▶ **ZU ERLEDIGEN**:
a. Gib aus dem Textauszug den Abschnitt wortgetreu aus, der mit den Worten um "Auch die Literatur" beginnt und mit "- 1992, 1751)." schließt.
b. Wonach grenzt die Literatur laut Textauszug die Tätigkeiten voneinander ab?

▶ **TEXTAUSZUG**:
▬▬▬

Auch die Literatur verlangt, sofern sie dem Tatbestandsmerkmal der
"Einrichtung" überhaupt eine eigenständige Bedeutung beimisst (vgl.
Hüttemann, Die Besteuerung der öffentlichen Hand, 2002, S. 49 f.), keine
organisatorische Verselbständigung, sondern grenzt die Tätigkeiten ihren
sachlichen Inhalten nach voneinander ab (z.B. Landwehr, Betriebe
gewerblicher Art von juristischen Personen des öffentlichen Rechts im
Körperschaftsteuerrecht, S. 141; Bott in Ernst & Young, KStG, § 4 Rz 37;
Krämer in Dötsch/Jost/Pung/Witt, Die Körperschaftsteuer, § 4 KStG Rz 23;
Heger in Gosch, KStG, 2. Aufl., § 4 Rz 38; Seer, Deutsches Steuerrecht -
DStR - 1992, 1751).

▬▬▬

▶ **BEREITGESTELLTE DATEN**:
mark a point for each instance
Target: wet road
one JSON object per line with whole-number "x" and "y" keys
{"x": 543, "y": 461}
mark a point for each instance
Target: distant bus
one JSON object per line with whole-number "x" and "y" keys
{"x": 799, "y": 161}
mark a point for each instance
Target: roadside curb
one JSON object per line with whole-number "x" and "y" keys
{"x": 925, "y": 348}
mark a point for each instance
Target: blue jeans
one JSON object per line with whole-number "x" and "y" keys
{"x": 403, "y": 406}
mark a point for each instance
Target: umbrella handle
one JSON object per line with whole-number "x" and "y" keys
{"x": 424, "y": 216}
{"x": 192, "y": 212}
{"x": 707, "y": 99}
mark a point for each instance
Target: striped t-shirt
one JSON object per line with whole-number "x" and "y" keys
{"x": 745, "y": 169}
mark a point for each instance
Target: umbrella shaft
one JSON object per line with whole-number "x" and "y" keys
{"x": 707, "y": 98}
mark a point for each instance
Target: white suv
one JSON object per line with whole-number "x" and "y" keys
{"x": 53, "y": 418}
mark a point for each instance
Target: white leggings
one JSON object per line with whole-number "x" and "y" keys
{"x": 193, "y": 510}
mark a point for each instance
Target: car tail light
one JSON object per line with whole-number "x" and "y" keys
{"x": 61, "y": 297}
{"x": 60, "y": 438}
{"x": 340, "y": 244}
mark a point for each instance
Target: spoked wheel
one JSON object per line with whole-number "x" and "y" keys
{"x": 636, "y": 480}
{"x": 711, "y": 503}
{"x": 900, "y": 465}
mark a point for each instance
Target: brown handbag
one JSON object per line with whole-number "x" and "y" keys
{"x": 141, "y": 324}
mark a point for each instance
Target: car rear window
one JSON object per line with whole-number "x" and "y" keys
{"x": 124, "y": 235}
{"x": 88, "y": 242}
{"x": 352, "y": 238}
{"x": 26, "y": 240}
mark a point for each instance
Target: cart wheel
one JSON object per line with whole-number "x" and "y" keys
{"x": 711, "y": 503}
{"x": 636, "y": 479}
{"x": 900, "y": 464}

▬▬▬

▶ **LÖSUNGEN**:
a.
Auch die Literatur verlangt, sofern sie dem Tatbestandsmerkmal der
"Einrichtung" überhaupt eine eigenständige Bedeutung beimisst (vgl.
Hüttemann, Die Besteuerung der öffentlichen Hand, 2002, S. 49 f.), keine
organisatorische Verselbständigung, sondern grenzt die Tätigkeiten ihren
sachlichen Inhalten nach voneinander ab (z.B. Landwehr, Betriebe
gewerblicher Art von juristischen Personen des öffentlichen Rechts im
Körperschaftsteuerrecht, S. 141; Bott in Ernst & Young, KStG, § 4 Rz 37;
Krämer in Dötsch/Jost/Pung/Witt, Die Körperschaftsteuer, § 4 KStG Rz 23;
Heger in Gosch, KStG, 2. Aufl., § 4 Rz 38; Seer, Deutsches Steuerrecht -
DStR - 1992, 1751).

b. Nach ihren sachlichen Inhalten.